> [Page extract]
** START **

Handling cyclical features, such as hours in a day, for machine learning pipelines with Python example
2022-09-26
How to return pandas dataframes from Scikit-Learn transformations: New API simplifies data preprocessing
2022-10-24
Show all

Setting up Apache Airflow using Docker-Compose

11 mins read

Although being pretty late to the party (Airflow became an Apache Top-Level Project in 2019), I still had trouble finding an easy-to-understand, up-to-date, and lightweight solution to installing Airflow. In this post, we will create a lightweight, standalone, and easily deployed Apache Airflow development environment in just a few minutes.

Docker-Compose will be our close companion, allowing us to create a smooth development workflow with quick iteration cycles. Simply spin up a few docker containers and we can start to create our own workflows.

Note: The following setup will not be suitable for any production purposes and is intended to be used in a development environment only.

You can find the full codes for this post on my GitHub.

Why Airflow?

Apache Airflow is a batch-oriented framework that allows us to easily build scheduled data pipelines in Python. Think of “workflow as code” capable of executing any operation we can implement in Python.

Airflow is not a data processing tool itself. It’s an orchestration software. We can imagine Airflow as some kind of spider in a web. Sitting in the middle, pulling all the strings, and coordinating the workload of our data pipelines.

A data pipeline typically consists of several tasks or actions that need to be executed in a specific order. Apache Airflow models such a pipeline as a DAG (directed acyclic graph). A graph with directed edges or tasks without any loops or cycles.

A simple example DAG

This approach allows us to run independent tasks in parallel, saving time and money. Moreover, we can split a data pipeline into several smaller tasks. If a job fails, we can only rerun the failed and the downstream tasks, instead of executing the complete workflow all over again.

** END **

> [Information provided]
** START **

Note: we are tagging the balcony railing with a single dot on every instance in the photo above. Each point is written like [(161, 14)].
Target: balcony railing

** END **

> [Required task A] According to the Airflow post, in what year did Airflow become an Apache Top-Level Project?
> [Required task B] Please repeat the Airflow post word for word from "Apache Airflow is" up to and including "implement in Python.".

> [Right answer A] 2019

> [Right answer B]
Apache Airflow is a batch-oriented framework that allows us to easily build scheduled data pipelines in Python. Think of “workflow as code” capable of executing any operation we can implement in Python.